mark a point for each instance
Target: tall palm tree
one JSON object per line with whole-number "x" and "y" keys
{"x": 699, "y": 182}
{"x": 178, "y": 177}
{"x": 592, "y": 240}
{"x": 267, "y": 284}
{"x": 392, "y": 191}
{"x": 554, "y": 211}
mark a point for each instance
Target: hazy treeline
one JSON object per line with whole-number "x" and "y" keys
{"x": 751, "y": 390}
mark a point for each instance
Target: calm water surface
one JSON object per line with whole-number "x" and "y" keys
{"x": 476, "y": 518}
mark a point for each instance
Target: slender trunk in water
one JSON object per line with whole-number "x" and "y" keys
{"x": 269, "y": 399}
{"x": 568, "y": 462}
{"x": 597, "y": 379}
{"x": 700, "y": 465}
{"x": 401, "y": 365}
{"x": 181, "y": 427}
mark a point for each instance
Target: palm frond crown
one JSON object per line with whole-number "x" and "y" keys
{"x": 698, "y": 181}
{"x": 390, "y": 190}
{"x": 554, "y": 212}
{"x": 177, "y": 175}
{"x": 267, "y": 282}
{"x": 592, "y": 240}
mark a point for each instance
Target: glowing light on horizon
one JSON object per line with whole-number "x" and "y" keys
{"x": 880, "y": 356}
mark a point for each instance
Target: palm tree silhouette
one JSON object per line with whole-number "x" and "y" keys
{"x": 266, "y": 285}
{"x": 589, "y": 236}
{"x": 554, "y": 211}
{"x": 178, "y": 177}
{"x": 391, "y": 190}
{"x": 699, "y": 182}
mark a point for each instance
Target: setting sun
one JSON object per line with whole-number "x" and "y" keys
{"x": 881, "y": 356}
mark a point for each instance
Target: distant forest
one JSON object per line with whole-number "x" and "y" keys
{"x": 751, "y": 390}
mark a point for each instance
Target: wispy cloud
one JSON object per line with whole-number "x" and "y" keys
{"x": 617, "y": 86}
============================================================
EXERCISE INSTRUCTIONS >> Give the number of lines in the records where the word "water" occurs, and add nothing.

ANSWER AREA >> 2